— BEGIN —
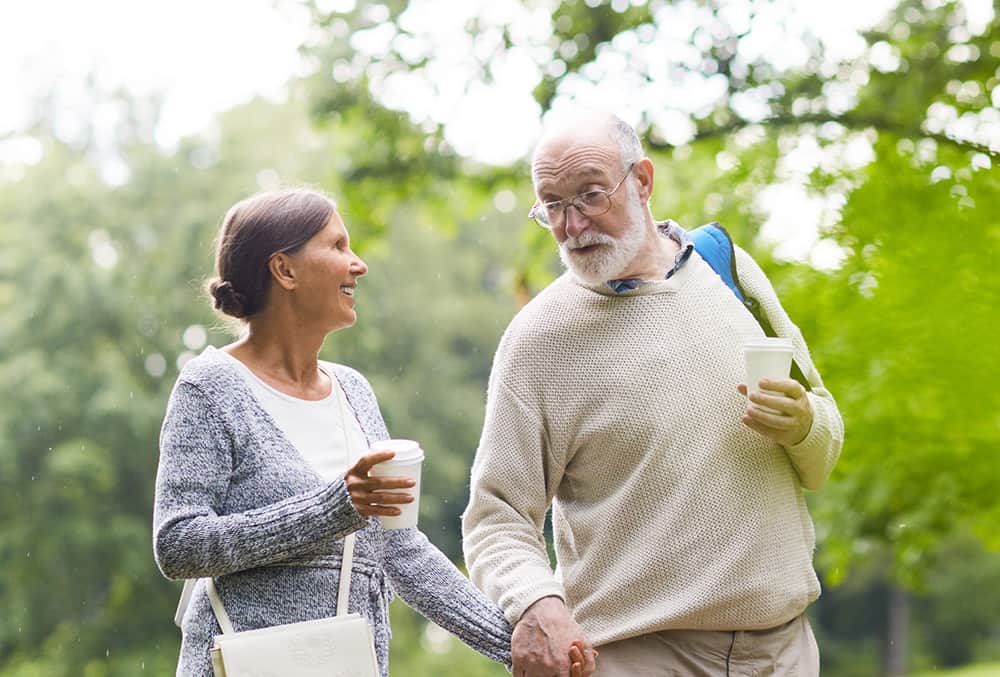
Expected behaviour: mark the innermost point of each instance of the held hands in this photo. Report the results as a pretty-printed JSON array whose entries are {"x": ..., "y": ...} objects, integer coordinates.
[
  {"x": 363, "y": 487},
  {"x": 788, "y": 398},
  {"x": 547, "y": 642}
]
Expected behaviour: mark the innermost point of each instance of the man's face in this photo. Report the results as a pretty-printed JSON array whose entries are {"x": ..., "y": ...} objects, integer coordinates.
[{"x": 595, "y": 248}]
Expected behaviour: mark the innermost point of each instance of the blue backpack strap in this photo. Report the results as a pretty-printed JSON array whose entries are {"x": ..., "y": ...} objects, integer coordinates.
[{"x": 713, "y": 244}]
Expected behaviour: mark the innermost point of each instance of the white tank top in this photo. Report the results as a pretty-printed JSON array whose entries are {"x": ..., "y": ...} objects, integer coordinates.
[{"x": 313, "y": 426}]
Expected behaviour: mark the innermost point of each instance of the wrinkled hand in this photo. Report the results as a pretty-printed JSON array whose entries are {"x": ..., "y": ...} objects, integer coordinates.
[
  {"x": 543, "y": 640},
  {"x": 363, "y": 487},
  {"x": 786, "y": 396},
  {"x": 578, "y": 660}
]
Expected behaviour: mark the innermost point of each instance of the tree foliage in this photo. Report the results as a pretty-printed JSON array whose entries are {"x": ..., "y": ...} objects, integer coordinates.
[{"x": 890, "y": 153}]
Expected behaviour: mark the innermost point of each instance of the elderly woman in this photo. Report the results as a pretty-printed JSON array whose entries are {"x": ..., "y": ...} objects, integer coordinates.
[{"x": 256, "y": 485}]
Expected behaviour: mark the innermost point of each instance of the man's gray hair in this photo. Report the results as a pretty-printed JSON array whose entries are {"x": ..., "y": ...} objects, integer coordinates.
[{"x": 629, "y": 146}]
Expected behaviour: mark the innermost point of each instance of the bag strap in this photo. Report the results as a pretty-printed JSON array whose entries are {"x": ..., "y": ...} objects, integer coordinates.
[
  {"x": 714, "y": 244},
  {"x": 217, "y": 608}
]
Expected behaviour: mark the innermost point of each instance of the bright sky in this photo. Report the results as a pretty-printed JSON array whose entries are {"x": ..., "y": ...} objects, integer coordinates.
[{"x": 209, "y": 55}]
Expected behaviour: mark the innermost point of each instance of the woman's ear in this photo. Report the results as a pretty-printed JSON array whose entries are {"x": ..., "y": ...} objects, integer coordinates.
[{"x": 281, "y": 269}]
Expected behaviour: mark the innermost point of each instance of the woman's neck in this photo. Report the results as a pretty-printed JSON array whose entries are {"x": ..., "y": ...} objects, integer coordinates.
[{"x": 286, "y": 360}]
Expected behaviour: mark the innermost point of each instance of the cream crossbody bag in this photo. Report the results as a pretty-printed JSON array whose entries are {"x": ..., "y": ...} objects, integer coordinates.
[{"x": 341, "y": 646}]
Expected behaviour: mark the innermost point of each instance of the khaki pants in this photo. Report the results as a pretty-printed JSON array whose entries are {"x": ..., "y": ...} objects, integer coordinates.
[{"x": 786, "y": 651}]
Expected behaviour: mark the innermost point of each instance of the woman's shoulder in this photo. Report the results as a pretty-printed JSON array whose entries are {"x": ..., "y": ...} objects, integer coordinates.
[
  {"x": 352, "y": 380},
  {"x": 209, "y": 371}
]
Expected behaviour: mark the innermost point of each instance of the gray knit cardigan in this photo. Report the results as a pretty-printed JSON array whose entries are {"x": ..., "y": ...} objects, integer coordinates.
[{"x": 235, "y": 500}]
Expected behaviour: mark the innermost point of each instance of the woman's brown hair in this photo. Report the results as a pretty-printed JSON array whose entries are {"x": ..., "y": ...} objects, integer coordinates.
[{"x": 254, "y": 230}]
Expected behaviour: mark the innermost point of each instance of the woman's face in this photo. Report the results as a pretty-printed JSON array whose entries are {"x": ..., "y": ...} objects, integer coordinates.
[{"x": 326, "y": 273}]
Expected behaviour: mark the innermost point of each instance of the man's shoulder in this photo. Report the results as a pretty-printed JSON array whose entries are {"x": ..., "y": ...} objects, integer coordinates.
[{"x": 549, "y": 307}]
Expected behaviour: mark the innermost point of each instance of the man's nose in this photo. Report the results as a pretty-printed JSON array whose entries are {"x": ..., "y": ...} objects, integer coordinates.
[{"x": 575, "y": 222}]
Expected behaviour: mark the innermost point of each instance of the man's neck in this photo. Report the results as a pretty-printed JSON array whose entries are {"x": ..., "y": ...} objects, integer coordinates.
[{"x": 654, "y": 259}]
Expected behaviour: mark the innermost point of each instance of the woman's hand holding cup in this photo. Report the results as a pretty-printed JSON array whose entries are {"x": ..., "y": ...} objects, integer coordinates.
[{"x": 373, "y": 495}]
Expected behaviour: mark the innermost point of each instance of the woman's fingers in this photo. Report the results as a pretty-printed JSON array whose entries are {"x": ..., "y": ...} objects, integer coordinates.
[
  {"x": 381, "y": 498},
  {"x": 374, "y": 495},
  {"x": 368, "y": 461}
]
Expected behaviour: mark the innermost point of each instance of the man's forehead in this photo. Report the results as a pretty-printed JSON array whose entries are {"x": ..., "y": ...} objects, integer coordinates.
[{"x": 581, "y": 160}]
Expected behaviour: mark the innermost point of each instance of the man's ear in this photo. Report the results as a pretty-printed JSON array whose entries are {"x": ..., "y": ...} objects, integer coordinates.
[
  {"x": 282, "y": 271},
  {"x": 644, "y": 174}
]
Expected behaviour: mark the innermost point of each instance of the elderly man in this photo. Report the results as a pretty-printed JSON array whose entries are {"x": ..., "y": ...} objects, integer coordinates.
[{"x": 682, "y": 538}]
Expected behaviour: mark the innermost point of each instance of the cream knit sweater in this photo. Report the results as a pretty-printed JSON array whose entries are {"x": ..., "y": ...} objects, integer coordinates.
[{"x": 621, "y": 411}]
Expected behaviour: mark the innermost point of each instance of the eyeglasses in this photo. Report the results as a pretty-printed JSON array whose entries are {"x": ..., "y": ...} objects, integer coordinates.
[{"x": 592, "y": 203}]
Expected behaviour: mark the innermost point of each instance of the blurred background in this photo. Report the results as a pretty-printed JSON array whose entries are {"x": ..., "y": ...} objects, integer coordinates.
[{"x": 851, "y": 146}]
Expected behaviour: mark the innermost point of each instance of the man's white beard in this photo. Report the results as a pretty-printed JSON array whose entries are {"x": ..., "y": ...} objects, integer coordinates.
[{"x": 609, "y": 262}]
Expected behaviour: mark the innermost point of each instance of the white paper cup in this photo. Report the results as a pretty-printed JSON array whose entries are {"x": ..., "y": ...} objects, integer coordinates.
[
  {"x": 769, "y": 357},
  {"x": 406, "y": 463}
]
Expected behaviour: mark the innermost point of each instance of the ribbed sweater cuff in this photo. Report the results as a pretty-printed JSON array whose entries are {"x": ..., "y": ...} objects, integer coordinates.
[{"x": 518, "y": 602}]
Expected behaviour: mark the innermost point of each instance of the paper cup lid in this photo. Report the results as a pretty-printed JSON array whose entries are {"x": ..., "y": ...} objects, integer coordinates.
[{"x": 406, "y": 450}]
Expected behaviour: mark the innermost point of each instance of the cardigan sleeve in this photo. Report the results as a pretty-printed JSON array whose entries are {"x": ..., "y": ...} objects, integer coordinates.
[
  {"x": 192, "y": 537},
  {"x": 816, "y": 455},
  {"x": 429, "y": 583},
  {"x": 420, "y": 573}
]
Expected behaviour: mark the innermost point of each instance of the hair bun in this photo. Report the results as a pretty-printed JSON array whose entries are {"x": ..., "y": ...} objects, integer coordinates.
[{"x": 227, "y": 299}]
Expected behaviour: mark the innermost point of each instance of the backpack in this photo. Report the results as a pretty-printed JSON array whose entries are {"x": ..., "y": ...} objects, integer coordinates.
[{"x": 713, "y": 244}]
— END —
— BEGIN —
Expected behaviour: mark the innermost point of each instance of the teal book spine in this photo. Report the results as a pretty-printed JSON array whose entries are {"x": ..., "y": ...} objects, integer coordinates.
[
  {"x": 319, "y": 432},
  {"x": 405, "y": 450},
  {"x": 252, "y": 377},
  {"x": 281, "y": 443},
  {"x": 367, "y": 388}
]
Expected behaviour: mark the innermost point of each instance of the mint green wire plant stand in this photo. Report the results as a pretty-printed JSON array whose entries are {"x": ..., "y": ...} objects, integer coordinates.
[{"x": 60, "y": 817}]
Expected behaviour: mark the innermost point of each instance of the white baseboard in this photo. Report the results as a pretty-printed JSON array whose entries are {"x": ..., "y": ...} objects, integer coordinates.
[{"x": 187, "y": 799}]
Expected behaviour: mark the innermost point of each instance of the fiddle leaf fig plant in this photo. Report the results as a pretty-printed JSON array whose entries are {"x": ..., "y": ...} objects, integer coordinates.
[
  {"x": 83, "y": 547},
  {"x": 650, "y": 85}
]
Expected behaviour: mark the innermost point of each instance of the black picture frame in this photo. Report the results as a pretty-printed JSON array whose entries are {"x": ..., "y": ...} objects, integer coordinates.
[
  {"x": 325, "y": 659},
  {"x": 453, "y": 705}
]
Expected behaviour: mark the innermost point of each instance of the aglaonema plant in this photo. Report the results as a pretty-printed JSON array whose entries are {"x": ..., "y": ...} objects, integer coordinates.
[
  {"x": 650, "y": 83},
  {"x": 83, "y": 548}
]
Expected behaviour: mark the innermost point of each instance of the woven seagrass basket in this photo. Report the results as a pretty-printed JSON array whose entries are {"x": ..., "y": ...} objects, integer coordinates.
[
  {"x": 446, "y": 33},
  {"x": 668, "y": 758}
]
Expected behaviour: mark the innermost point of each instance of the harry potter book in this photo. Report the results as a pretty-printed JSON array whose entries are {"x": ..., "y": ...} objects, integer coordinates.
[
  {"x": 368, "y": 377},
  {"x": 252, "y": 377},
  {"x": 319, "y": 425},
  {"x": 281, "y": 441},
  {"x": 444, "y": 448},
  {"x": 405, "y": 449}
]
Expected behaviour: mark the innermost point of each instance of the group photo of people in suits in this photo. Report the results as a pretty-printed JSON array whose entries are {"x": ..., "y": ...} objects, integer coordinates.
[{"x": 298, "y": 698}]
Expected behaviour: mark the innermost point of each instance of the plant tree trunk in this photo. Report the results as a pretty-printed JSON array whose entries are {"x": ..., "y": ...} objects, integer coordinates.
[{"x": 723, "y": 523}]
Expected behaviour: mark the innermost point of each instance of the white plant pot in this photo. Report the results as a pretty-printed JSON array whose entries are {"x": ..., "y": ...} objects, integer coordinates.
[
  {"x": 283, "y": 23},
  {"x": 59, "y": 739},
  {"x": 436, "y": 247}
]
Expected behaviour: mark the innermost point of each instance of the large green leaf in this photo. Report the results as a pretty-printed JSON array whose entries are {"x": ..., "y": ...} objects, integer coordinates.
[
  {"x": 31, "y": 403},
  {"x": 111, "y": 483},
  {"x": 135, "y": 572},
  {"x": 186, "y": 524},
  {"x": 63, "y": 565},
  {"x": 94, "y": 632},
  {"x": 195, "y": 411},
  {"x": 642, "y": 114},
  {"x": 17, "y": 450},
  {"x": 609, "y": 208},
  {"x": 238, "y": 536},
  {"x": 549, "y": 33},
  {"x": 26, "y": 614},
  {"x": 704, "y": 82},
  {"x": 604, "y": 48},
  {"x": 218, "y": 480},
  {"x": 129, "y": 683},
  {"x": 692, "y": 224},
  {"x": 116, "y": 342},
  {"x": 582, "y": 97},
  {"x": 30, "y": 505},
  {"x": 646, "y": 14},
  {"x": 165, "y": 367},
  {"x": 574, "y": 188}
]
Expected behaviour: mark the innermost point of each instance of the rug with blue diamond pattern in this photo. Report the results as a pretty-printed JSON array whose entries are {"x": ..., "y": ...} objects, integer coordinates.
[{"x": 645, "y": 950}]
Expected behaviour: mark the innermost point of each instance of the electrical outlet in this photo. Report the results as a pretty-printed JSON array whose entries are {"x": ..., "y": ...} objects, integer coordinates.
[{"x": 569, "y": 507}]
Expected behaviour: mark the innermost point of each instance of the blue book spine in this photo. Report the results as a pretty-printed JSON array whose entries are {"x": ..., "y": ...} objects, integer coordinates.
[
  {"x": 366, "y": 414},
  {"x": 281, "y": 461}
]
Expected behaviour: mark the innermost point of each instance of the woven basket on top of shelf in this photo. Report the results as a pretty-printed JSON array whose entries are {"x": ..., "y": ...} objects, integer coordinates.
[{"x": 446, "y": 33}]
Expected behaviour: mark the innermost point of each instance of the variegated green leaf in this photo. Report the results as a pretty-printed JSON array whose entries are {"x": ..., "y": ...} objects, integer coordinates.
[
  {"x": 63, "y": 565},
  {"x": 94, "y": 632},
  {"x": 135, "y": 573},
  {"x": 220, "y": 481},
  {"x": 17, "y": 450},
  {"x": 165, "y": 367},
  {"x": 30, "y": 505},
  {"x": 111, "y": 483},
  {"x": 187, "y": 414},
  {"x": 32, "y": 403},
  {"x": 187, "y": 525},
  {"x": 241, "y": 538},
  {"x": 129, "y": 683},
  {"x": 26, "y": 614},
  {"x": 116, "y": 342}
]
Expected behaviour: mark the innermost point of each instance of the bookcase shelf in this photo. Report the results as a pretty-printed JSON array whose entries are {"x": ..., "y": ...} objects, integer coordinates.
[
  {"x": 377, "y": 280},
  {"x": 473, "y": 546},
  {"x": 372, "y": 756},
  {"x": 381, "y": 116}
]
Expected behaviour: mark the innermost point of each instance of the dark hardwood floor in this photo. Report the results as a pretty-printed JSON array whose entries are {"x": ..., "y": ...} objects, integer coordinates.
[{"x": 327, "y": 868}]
— END —
§ **PROBLEM STATEMENT**:
Extract every line of the data that contains the word "sweater", and copy each one in full.

§ **RESPONSE TO THIS TASK**:
Expected behaviour: mark the innermost point of each instance of the cream knit sweater in this photo. Report the results as a pretty-printed JSON array whose entries are {"x": ..., "y": ...} objects, integer coordinates.
Expected behaviour: mark the innermost point of each instance of the ribbed sweater cuff in this photo. Report the results as a pretty-printed JSON array whose entries are {"x": ..., "y": ...} objects, integer coordinates.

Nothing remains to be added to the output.